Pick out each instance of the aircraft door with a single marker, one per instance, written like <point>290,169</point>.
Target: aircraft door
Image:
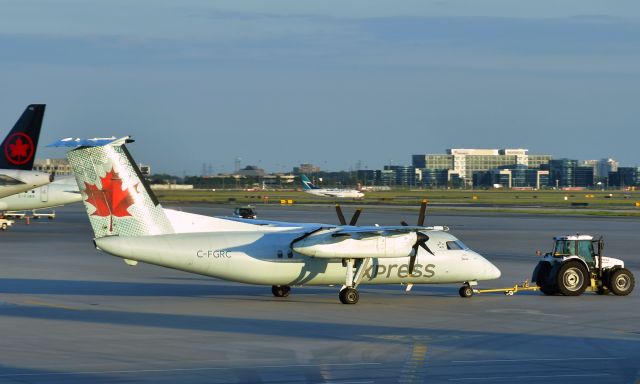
<point>44,193</point>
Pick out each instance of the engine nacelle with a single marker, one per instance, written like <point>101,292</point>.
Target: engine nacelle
<point>326,245</point>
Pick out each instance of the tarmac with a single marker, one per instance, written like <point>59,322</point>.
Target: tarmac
<point>70,314</point>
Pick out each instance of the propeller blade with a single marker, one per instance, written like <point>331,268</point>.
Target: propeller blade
<point>354,218</point>
<point>423,245</point>
<point>341,218</point>
<point>412,263</point>
<point>421,241</point>
<point>423,211</point>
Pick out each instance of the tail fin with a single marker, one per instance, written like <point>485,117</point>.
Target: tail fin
<point>117,198</point>
<point>19,147</point>
<point>306,183</point>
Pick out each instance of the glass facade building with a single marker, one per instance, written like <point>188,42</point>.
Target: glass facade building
<point>466,162</point>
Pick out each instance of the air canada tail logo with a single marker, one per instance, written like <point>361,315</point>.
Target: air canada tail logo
<point>111,200</point>
<point>19,148</point>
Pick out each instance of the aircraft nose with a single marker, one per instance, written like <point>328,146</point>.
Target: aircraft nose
<point>492,271</point>
<point>489,270</point>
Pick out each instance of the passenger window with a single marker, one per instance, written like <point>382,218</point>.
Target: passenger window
<point>585,250</point>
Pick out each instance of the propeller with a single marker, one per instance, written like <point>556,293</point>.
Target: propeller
<point>422,239</point>
<point>343,221</point>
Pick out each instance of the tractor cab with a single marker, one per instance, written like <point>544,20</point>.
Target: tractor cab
<point>577,263</point>
<point>247,212</point>
<point>584,247</point>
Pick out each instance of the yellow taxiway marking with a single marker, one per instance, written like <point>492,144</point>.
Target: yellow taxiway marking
<point>50,305</point>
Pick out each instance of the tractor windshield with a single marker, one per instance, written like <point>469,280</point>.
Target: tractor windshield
<point>564,248</point>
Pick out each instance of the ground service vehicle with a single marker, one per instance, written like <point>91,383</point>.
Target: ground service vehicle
<point>5,223</point>
<point>577,263</point>
<point>247,212</point>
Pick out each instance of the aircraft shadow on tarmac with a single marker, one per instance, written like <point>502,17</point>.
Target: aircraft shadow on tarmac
<point>619,355</point>
<point>213,289</point>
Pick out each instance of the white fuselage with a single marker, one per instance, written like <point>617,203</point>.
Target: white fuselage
<point>339,193</point>
<point>266,257</point>
<point>17,181</point>
<point>60,192</point>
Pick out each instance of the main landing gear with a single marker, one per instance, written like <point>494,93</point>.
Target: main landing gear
<point>349,293</point>
<point>280,290</point>
<point>467,289</point>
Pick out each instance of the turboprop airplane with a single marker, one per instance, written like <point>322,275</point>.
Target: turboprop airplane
<point>129,222</point>
<point>64,190</point>
<point>18,152</point>
<point>308,187</point>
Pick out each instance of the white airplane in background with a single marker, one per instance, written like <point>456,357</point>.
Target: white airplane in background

⁂

**THE EXERCISE:**
Are you able to set down all the lines above exactly, without any pictures?

**EXERCISE ANSWER:**
Pick out each instance of the aircraft door with a single marker, one per instance, written like <point>290,169</point>.
Target: aircraft door
Image:
<point>44,193</point>
Pick out each instance of the engine nacelle with a single marker, one per instance, written like <point>101,292</point>.
Target: engine nacelle
<point>326,245</point>
Pick out each instance of the tarmac with a single marker, one per instance, written like <point>59,322</point>.
Target: tarmac
<point>70,314</point>
Pick out each instance of the propeller blade with a single marker, one per instance, written like <point>331,268</point>.
Target: propeller blade
<point>354,218</point>
<point>423,245</point>
<point>341,218</point>
<point>412,263</point>
<point>421,241</point>
<point>423,211</point>
Pick out each instance of the tail fin with a single marker, one per instance, written like <point>485,117</point>.
Target: tail fin
<point>117,198</point>
<point>19,147</point>
<point>306,183</point>
Pick out each instance of the glass facade building with a single marker, one per instance, written like <point>188,42</point>.
Target: glass facade building
<point>466,162</point>
Pick out each instance of the air canada tail logo with a single marker, one per instance, written like <point>361,315</point>.
Target: air canada tail logo
<point>111,200</point>
<point>19,148</point>
Pick out each instance of the aircraft nose with a single marker, one per instance, written like <point>328,146</point>.
Target: aircraft nose
<point>492,271</point>
<point>489,270</point>
Pick out each instance of the passenger window with a single marker, one per instance, written like <point>382,218</point>.
Target: passenger window
<point>585,250</point>
Pick out each instance of the propeller with a single marker, one per instance, written like <point>556,293</point>.
Target: propeller
<point>422,239</point>
<point>343,221</point>
Pick out each instance of the tractor cab with a single marker, one per instance, written like <point>544,20</point>.
Target: tractor cab
<point>577,263</point>
<point>247,212</point>
<point>584,247</point>
Pick out each instance of the yellow taxiway marking with a single marker, one per instance, written like <point>492,144</point>.
Target: yellow taxiway marking
<point>50,305</point>
Pick out each instance of the tractor windshield with a single marker, one per instance, written like <point>469,280</point>.
Target: tractor windshield
<point>564,248</point>
Pick out each instance of the ground service vehicle with a single marker, one per instance, written like <point>91,383</point>.
Target: ground service vehicle
<point>5,223</point>
<point>577,263</point>
<point>247,212</point>
Pick out each instance of the aircraft shadow on tarmac with a single marker, one per instance, written like <point>502,17</point>.
Target: aircraft shadow on tarmac
<point>619,355</point>
<point>213,289</point>
Pick out each instance of the white fuselage with a single marker, one per instance, written like <point>617,203</point>.
Target: white fuselage
<point>339,193</point>
<point>266,257</point>
<point>17,181</point>
<point>60,192</point>
Pick out each instance of the main landing gear with a single marker, one per instance, written like <point>494,93</point>.
Target: main landing gear
<point>349,293</point>
<point>280,290</point>
<point>467,289</point>
Pick out each instance of the turboprop airplane with a single marker, one per instance, written like <point>322,275</point>.
Target: turboprop airplane
<point>129,222</point>
<point>64,190</point>
<point>18,152</point>
<point>308,187</point>
Pick out each instance of the white airplane in background with a single marker, one per instance, written like <point>456,357</point>.
Target: white airplane in background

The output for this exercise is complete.